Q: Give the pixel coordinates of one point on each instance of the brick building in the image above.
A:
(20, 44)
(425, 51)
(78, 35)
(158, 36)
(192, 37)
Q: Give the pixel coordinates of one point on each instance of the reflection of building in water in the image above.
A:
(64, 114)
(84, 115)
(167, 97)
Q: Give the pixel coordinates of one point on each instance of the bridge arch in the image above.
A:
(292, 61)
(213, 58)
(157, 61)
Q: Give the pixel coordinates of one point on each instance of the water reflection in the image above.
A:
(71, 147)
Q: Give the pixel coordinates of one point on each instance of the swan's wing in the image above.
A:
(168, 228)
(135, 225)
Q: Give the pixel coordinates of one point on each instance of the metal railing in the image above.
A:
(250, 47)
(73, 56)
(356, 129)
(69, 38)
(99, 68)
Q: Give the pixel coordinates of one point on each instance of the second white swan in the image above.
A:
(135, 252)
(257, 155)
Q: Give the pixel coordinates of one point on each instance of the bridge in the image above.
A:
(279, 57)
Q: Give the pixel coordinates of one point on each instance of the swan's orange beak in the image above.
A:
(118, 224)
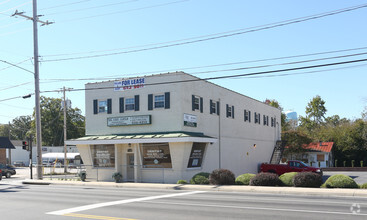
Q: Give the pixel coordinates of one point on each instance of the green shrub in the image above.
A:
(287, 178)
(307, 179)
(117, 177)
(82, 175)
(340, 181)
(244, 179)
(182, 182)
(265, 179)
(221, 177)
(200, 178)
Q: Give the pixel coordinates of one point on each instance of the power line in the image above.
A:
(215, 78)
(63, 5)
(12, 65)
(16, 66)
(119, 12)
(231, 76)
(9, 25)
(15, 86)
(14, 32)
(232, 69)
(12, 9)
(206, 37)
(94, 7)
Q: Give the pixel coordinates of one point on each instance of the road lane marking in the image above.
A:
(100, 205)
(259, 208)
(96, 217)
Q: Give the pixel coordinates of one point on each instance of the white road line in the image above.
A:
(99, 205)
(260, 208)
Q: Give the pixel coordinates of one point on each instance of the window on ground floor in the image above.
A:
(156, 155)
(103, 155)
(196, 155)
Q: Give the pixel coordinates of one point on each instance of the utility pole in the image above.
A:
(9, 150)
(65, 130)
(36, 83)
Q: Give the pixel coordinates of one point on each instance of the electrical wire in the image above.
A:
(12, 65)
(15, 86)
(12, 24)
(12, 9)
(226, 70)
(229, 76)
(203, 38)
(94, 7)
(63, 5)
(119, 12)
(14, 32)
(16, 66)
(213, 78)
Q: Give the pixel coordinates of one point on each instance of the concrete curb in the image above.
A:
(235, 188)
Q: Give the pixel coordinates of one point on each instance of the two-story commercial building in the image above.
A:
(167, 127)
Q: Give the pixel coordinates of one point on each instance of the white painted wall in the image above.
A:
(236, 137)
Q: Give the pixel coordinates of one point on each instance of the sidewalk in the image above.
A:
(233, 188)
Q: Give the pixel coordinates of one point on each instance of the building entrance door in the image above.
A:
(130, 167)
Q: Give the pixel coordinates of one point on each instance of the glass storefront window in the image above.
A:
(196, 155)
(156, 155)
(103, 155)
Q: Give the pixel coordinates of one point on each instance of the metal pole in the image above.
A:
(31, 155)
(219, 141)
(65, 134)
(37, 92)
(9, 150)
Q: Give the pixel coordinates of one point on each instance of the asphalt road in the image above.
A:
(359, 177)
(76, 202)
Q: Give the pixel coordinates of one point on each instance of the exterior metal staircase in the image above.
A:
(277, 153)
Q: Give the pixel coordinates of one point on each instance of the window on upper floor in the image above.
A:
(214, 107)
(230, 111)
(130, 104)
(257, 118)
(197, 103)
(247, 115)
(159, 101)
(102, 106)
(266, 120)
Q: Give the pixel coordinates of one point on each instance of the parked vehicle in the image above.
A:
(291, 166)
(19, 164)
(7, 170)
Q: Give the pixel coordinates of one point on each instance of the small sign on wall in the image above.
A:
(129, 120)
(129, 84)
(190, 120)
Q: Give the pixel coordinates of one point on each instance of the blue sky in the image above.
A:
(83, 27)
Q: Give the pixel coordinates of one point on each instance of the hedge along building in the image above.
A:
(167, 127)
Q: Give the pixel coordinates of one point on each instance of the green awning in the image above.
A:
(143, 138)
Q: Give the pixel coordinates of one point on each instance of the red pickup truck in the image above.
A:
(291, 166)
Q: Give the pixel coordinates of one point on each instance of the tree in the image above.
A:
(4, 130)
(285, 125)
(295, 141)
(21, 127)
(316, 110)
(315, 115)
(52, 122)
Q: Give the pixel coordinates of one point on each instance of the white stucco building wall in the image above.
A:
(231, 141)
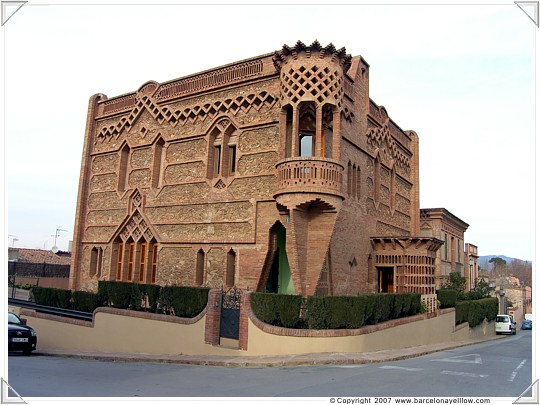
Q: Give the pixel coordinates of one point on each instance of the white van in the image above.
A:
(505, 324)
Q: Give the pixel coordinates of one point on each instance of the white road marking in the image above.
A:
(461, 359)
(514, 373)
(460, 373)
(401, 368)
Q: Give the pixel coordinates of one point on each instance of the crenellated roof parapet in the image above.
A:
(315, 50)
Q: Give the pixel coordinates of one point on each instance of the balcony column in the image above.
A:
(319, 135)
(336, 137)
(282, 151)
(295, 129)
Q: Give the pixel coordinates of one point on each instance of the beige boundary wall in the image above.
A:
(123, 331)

····················

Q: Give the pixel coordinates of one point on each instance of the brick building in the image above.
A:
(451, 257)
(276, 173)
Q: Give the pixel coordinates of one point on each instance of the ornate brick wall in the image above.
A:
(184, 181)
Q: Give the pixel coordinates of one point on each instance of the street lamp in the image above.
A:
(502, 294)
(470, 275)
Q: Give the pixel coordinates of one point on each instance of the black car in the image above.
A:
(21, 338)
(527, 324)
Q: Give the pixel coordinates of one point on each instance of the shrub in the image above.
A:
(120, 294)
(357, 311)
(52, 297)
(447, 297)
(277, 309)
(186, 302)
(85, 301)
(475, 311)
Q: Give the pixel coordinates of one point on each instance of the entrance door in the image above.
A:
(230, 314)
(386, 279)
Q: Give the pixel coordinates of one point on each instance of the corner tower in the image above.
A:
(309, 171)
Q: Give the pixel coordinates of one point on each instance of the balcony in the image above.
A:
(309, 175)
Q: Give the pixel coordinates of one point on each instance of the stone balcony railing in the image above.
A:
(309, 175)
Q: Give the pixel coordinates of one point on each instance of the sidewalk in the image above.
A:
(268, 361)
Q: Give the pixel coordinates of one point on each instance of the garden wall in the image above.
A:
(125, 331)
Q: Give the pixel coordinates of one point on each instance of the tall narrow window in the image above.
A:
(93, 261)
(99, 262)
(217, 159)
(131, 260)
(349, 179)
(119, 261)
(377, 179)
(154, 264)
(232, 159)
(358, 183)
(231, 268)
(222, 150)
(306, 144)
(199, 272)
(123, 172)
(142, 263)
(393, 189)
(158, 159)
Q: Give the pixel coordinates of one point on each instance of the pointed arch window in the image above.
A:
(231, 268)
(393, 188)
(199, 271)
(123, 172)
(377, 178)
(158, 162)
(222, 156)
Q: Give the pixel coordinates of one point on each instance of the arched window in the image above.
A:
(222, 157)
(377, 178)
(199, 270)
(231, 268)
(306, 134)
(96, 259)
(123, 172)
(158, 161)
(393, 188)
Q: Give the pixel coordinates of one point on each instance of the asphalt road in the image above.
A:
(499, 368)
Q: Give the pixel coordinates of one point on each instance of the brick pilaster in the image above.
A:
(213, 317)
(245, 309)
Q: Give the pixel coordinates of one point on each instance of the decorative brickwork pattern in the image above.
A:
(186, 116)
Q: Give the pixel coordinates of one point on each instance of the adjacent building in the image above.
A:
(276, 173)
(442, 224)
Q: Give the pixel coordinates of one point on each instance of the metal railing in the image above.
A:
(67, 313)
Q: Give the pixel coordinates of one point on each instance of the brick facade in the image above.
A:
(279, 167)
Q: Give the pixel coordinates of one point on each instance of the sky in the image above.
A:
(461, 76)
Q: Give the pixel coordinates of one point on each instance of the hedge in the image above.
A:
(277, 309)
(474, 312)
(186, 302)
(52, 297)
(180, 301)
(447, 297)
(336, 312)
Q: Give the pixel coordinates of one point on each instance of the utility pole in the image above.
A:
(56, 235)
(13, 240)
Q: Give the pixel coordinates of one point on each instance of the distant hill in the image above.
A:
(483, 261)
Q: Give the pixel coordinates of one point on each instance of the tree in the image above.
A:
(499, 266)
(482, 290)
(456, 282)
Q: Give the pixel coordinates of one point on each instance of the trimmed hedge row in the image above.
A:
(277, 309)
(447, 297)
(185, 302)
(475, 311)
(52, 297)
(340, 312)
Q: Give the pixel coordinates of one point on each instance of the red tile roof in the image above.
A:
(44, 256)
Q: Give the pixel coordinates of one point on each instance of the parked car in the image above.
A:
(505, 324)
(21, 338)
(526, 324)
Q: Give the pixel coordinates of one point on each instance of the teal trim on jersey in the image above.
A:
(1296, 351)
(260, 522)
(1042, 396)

····················

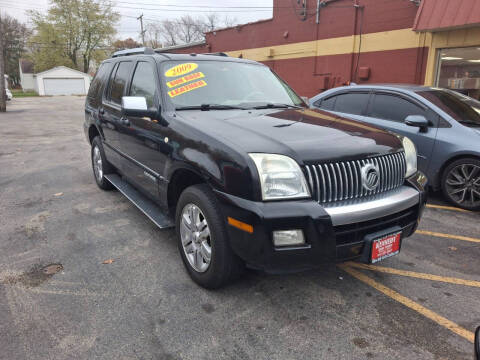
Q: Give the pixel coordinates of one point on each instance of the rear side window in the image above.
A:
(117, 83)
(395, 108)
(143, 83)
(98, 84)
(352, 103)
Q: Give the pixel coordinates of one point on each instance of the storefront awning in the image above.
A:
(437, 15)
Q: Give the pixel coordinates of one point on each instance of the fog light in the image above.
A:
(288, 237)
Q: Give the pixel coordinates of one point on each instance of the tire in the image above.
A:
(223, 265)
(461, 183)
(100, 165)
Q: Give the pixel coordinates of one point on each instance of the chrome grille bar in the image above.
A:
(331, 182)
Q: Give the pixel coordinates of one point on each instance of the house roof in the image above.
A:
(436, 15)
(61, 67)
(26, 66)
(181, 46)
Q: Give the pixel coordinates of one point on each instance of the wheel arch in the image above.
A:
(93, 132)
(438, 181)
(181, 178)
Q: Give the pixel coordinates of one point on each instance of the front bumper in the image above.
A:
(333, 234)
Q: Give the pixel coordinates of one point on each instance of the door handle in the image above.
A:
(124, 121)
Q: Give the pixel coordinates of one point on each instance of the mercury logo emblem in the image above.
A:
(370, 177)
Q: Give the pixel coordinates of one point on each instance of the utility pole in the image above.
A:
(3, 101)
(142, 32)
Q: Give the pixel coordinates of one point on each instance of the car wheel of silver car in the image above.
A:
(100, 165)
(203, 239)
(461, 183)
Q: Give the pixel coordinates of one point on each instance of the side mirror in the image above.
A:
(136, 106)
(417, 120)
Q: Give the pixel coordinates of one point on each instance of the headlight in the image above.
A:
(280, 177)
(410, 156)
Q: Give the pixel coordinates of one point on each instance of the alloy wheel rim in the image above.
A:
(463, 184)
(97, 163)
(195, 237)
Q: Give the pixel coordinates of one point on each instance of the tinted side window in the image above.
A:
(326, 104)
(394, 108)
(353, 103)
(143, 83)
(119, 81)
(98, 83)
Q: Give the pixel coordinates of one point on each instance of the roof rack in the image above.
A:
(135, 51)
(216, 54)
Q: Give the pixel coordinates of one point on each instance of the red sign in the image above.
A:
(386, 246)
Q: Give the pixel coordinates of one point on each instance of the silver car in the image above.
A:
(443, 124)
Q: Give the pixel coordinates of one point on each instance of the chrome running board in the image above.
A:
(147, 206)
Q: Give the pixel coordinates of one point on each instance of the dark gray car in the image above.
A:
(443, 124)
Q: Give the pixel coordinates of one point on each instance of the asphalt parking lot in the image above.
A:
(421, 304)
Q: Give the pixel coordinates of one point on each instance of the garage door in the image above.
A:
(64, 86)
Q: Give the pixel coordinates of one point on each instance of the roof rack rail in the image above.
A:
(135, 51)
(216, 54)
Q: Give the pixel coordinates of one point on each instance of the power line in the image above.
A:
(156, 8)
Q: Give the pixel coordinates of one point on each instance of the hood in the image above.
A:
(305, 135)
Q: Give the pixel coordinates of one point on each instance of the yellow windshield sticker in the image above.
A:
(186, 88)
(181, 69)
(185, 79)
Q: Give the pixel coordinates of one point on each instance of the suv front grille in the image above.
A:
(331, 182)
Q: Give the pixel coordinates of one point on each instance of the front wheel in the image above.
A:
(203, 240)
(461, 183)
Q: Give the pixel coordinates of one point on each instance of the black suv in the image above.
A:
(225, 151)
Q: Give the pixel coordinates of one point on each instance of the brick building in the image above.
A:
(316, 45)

····················

WHAT THE TASK ASKS
Return all lines of the material that have "swan" in them.

EXERCISE RESULT
Q: Give the pixel coordinates of one point on each instance of the swan's wing in the image above.
Q: Give the pixel coordinates of one point on each instance of the second white swan in the image above.
Q: Give the pixel coordinates of one point on each instance of the swan's orange beak in the image above.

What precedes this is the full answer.